[Segmentation mask data]
§ §

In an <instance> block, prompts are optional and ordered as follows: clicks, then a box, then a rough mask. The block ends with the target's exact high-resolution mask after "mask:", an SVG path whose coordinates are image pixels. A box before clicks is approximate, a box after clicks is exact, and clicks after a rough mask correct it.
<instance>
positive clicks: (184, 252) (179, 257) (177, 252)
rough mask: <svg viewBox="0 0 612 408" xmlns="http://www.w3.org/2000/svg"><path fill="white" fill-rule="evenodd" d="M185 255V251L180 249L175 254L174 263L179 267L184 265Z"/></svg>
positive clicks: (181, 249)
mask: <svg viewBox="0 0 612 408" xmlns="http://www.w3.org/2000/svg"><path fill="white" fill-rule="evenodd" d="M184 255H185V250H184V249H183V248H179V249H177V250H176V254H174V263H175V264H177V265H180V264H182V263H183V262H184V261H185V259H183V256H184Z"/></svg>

§ §

• TASK STATEMENT
Take every line from the records above that has the word "instance" and copy it.

• SOLUTION TO THE PROBLEM
In an <instance> block, prompts are optional and ordered as follows: clicks, then a box, then a rough mask. The block ends with the target's exact high-resolution mask after "mask:", an SVG path whose coordinates are image pixels. A box before clicks is approximate, a box after clicks is exact, and clicks after a rough mask correct it.
<instance>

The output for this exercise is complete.